Exercise A
In the entries, reproduce everything from the line containing "Target: wet sand" down to the line containing "(530, 1332)", swapping "weathered wood plank" for "aged timber board" and keeping all else unchanged.

Yeah. Or, we are so committed to our very different, and at times, opposing strategies for solving those problems that will cling to those strategies, you know? Instead of protecting our relationships. So, you know, the first piece always feels like is to find out what's the motivation for people to protect these relationships where conflict.
And if we can find that motivation, which is usually in the form of a shared vision, precious, to protect right. Or a deep understanding that. We don't have time for conflict because the problem is so big and we're both equally gonna suffer. Yeah. From the not getting solved the way that we're like shared sort of stakeholders, and to kind of help people really develop narratives.
Yeah. That they can start to tell [00:14:00] to each other, to themselves, to the larger collective and about. Why relationship, why that relationship is so important to protect.
Jennifer Sconyers (2): Yeah,
Mark Fairfield: that, that's been a really kind of important part, but I think it's equally as important for people to be able to share the stories of how they got to this project, to this movement, to this moment.
You know, where they are in the same boat. That's the other piece about, you know, people in these organizational systems. Didn't choose each other, they chose the system. Right. Right. So these are not chosen relationships. So they're thrown into relationships and um, I guess there's this assumption that, you know, your resume.
Is and you're having accepted the position is context enough for people to form solid, good relationships. And the truth is that there's a lot of work [00:15:00] to be done, right. To get, to really trust, to get into the trenches together. It's one thing to walk through, right? But once you're really required to sort of take risks and stick your neck out, you don't wanna do that with somebody.

(Dataset rows showing where objects appear)
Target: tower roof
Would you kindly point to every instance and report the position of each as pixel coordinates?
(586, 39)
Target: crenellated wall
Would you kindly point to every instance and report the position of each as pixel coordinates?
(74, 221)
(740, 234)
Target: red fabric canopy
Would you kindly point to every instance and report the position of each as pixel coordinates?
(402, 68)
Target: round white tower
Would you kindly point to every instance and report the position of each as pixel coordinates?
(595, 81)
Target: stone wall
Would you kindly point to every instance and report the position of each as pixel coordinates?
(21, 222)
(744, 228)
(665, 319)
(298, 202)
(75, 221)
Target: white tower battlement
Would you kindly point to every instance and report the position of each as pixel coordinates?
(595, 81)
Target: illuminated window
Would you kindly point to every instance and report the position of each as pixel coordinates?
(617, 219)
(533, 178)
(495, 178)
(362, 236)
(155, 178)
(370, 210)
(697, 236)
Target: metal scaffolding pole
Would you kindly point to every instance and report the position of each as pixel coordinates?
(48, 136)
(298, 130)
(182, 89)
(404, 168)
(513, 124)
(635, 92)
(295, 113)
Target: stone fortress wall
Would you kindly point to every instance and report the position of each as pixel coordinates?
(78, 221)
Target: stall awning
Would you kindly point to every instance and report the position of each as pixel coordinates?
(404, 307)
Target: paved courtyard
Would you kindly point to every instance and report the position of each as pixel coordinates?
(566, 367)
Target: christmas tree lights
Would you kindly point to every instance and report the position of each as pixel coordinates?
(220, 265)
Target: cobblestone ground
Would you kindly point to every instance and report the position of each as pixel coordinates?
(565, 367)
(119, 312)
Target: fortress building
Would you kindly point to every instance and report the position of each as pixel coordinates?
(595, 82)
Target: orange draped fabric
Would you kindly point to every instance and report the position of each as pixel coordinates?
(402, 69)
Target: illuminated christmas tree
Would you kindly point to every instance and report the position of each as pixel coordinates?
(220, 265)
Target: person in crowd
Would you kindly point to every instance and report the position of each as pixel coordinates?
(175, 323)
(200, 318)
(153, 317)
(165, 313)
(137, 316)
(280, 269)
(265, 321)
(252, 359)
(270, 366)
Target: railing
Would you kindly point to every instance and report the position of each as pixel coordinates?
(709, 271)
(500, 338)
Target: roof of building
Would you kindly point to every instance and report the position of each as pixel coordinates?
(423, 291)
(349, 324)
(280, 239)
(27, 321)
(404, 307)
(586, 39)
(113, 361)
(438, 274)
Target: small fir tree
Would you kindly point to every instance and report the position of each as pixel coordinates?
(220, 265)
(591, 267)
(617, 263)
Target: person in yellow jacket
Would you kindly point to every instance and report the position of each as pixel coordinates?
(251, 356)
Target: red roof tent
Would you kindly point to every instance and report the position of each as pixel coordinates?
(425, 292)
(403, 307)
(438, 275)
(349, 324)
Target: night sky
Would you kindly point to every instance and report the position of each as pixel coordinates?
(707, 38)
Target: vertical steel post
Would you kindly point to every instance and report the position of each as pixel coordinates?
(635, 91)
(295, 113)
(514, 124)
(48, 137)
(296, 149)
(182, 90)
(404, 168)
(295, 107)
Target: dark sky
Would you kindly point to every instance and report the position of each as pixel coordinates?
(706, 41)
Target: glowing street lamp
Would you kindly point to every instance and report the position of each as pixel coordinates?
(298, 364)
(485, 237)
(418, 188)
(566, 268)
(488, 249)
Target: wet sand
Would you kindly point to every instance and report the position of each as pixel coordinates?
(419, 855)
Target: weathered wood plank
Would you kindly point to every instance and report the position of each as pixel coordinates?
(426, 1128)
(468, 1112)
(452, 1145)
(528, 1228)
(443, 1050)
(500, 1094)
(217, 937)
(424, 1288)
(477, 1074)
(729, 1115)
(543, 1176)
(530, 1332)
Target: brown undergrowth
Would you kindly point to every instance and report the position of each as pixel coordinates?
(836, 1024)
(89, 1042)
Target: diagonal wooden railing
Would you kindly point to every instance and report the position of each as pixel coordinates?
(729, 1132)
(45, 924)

Exercise B
In the transcript on protecting working relationships, what does Mark Fairfield say people in organizational systems chose instead of each other?

Task solution A
Target: wet sand
Would you kindly point to every instance and report the position of each as pixel coordinates?
(419, 855)
Target: aged timber board
Would you kindly point to every instance and report the position of each as pixel coordinates?
(426, 1128)
(468, 1112)
(452, 1145)
(528, 1228)
(443, 1050)
(500, 1094)
(217, 937)
(424, 1288)
(477, 1074)
(729, 1115)
(543, 1176)
(530, 1332)

Task solution B
They chose the system.